----- Supplied records -----
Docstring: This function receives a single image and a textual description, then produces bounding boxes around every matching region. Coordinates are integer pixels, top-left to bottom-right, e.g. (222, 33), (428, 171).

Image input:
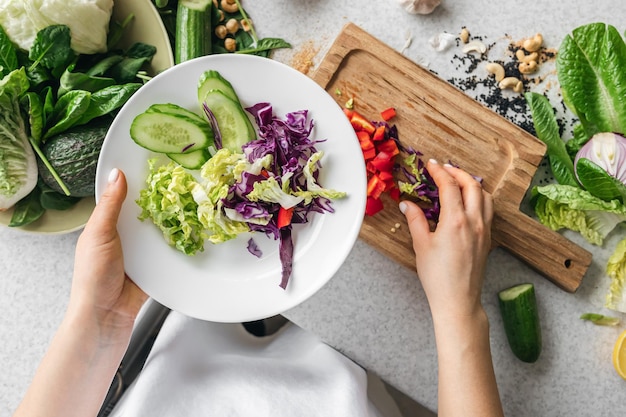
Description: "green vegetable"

(604, 239), (626, 313)
(556, 23), (626, 138)
(40, 117), (113, 197)
(0, 68), (37, 210)
(130, 106), (213, 154)
(136, 159), (206, 255)
(532, 184), (626, 245)
(580, 313), (620, 326)
(498, 284), (541, 363)
(174, 0), (213, 64)
(203, 90), (256, 152)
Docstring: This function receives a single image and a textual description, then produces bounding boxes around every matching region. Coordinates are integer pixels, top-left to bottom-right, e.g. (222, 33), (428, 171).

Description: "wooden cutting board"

(312, 23), (591, 292)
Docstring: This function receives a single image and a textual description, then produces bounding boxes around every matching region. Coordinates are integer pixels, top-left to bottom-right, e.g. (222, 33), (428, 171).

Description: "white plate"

(96, 55), (366, 322)
(0, 0), (174, 234)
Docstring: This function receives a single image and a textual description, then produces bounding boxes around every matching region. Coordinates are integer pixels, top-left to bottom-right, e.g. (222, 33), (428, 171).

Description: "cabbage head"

(0, 68), (38, 211)
(0, 0), (113, 54)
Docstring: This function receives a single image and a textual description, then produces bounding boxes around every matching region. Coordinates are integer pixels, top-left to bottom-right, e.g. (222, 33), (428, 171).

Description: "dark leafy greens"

(0, 15), (156, 226)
-----
## [What is required]
Please reproduce all of the material above, substituting "Summary" for each "Docstring" and leaving everything else unchanged. Omit the picture from your version.

## [Finished answer]
Summary: This function receives a single image and a textual description, then produces bounding boxes around every matching region. Coordinates are integer pixels, top-left to bottom-right, e.g. (222, 33), (428, 171).

Image input:
Description: "green vegetable"

(604, 239), (626, 313)
(556, 23), (626, 138)
(40, 117), (113, 197)
(0, 68), (37, 210)
(130, 106), (213, 154)
(136, 159), (206, 255)
(532, 184), (626, 245)
(580, 313), (620, 326)
(498, 284), (541, 363)
(174, 0), (213, 64)
(203, 90), (256, 152)
Summary: This function receives a single image and a textual description, then produces bounding boxes around every matching region. Coordinates are integer pixels, top-left to bottom-right, e.g. (222, 33), (428, 171).

Description: "wooden cutting board"

(312, 23), (591, 292)
Summary: This function receives a single image and a textual description, then produces bounding boxes around every matching region. Coordinates are integer pixels, top-left to bottom-right, e.g. (222, 33), (428, 171).

Description: "white plate"

(96, 55), (366, 322)
(0, 0), (174, 234)
Summary: This function receives a single image and a textual description, then produces bounding boxes around every matching region. Coordinates are integer pixels, top-left to bottom-right, e.g. (222, 33), (428, 171).

Description: "cabbage head"

(0, 68), (38, 211)
(0, 0), (113, 54)
Summary: This function receives a single image and a textual description, then produces bounding boxes around every matching region. Coordinates are integer pixels, top-left to bottom-right, e.g. (222, 33), (428, 171).

Description: "dark leafy greens"

(0, 15), (156, 226)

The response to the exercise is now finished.